(WHAT YOU HAVE TO DO) Pictures do not belong in your copy. Repeat all the other data exactly.
── DATASET EXCERPTS ──
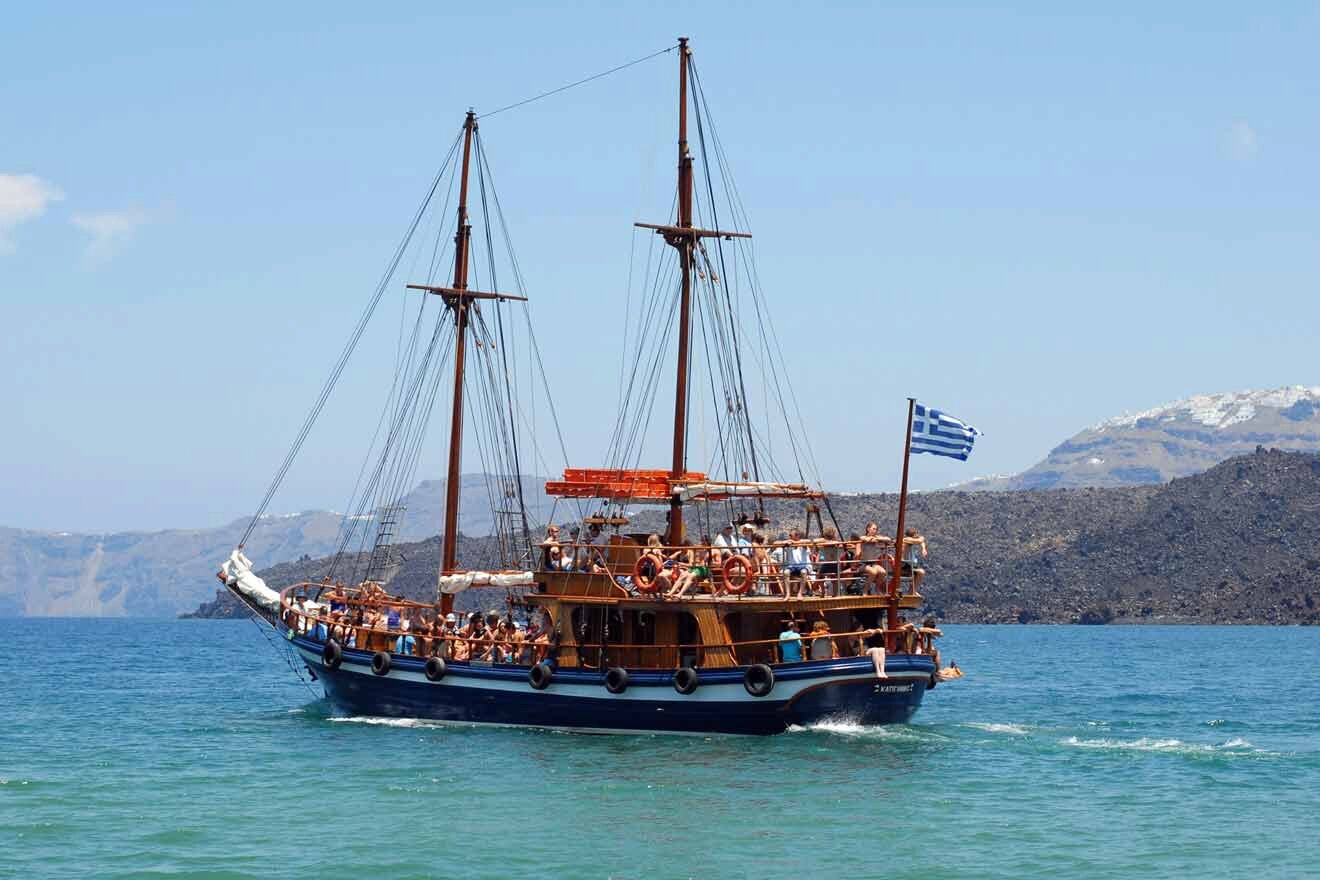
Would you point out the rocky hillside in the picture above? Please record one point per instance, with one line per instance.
(1176, 440)
(1236, 544)
(165, 573)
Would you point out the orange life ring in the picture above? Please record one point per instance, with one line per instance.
(737, 585)
(647, 582)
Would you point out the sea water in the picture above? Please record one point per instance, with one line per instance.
(192, 750)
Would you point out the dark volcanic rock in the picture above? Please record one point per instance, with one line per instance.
(1236, 544)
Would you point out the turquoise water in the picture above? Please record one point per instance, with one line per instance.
(189, 750)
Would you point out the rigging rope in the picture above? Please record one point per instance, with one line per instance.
(581, 82)
(347, 350)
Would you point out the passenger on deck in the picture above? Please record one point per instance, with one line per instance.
(763, 566)
(551, 550)
(914, 550)
(574, 553)
(405, 643)
(691, 570)
(873, 542)
(828, 554)
(790, 644)
(850, 566)
(797, 564)
(445, 631)
(873, 645)
(823, 644)
(726, 537)
(335, 599)
(597, 541)
(746, 537)
(929, 632)
(318, 628)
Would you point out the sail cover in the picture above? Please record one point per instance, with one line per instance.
(238, 574)
(452, 583)
(659, 487)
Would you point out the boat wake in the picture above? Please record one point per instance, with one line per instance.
(989, 727)
(1234, 746)
(852, 728)
(420, 723)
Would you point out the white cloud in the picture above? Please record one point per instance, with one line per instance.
(23, 197)
(1242, 141)
(110, 230)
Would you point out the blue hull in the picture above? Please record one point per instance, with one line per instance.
(844, 689)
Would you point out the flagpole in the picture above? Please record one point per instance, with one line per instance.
(892, 623)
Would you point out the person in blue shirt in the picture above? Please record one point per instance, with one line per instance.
(791, 644)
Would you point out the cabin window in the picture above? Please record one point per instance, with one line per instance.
(689, 635)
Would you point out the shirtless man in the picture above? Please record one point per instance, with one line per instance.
(873, 542)
(914, 550)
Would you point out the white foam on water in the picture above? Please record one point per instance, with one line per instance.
(388, 722)
(853, 728)
(990, 727)
(1236, 746)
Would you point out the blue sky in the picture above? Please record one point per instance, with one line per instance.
(1031, 217)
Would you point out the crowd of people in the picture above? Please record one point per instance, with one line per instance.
(372, 623)
(823, 644)
(791, 564)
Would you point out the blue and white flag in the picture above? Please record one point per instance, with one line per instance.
(941, 434)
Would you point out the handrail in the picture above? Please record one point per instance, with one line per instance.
(923, 633)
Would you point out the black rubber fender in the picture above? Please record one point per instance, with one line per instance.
(436, 669)
(617, 680)
(540, 676)
(331, 655)
(759, 680)
(687, 680)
───
(THE COMPLETED TASK)
Would you point out the rocky hillside in the picture above? Please record one point per instance, with one line per instance.
(1176, 440)
(1236, 544)
(165, 573)
Would you point out the orange life ring in the picture above? Please record one point per instance, with one line per instance.
(737, 585)
(647, 582)
Would you point out the sea water in the picture above? Please record one point per instance, with one line per instance.
(192, 750)
Would you point out the dark volcanic rock in the picture above? Please record one point per instance, with one line per instance.
(1236, 544)
Would you point out the turquoise water in the picture above? Please record one point per instance, with one line per instance.
(189, 750)
Would you point out the rigging rope in the picture above? Please record one point per instance, with one line per instance.
(581, 82)
(347, 350)
Would you point out the passenger on deck in the picture above? Please record one point per instance, with one line per instance.
(763, 566)
(551, 550)
(914, 550)
(574, 553)
(405, 643)
(691, 570)
(873, 542)
(828, 554)
(790, 644)
(850, 566)
(797, 564)
(445, 631)
(873, 645)
(823, 644)
(726, 537)
(335, 599)
(597, 541)
(746, 537)
(929, 632)
(318, 628)
Would you point out the sail cover in the picture above? Please record one point per instance, with one line per instance.
(238, 574)
(452, 583)
(659, 487)
Would you point out the boat wake in the picture above? Please record one point per instance, with one line per instance.
(989, 727)
(1234, 746)
(852, 728)
(420, 723)
Would you point out the white cloud in the picture above? Please record one point per instance, with one line per instance.
(23, 197)
(1242, 141)
(110, 230)
Would you point out the blue hull in the picture above? Please record one point per instance, with one line per instance.
(844, 689)
Would you point out the flagpole in the picture above? Please record one point per instance, with one line per instance.
(892, 623)
Would you point out the person in blue shirt in the picture above? Please record one point per instance, with one line per instance.
(791, 644)
Would you point out the cabin window in the picture above? Please record one point per instance, with one line per instance.
(689, 635)
Would you point out the shirtless man in the picture above? Please record one point per instance, with one line per instance.
(873, 542)
(914, 550)
Would you point out the white foam on water in the picture above? Please record one point per instance, with one line per instance.
(388, 722)
(853, 728)
(990, 727)
(1236, 746)
Would you point out the blue sky in the picture above? Please record one point per instance, with one line per instance.
(1031, 217)
Would you point out the crowd of people in the picture above? Please record one point per instance, with one line per instance.
(372, 623)
(823, 644)
(791, 564)
Would you point out the blue and white flag in the picture above? Please record one point per instance, with one line per instance.
(941, 434)
Would you point out the handrail in the picture above? Please record one point per instance, with one line per instance.
(923, 633)
Would you point out the black rubber fender in the picture above? Please record one point per instance, with one line per instance.
(436, 669)
(617, 680)
(540, 676)
(331, 655)
(759, 680)
(687, 680)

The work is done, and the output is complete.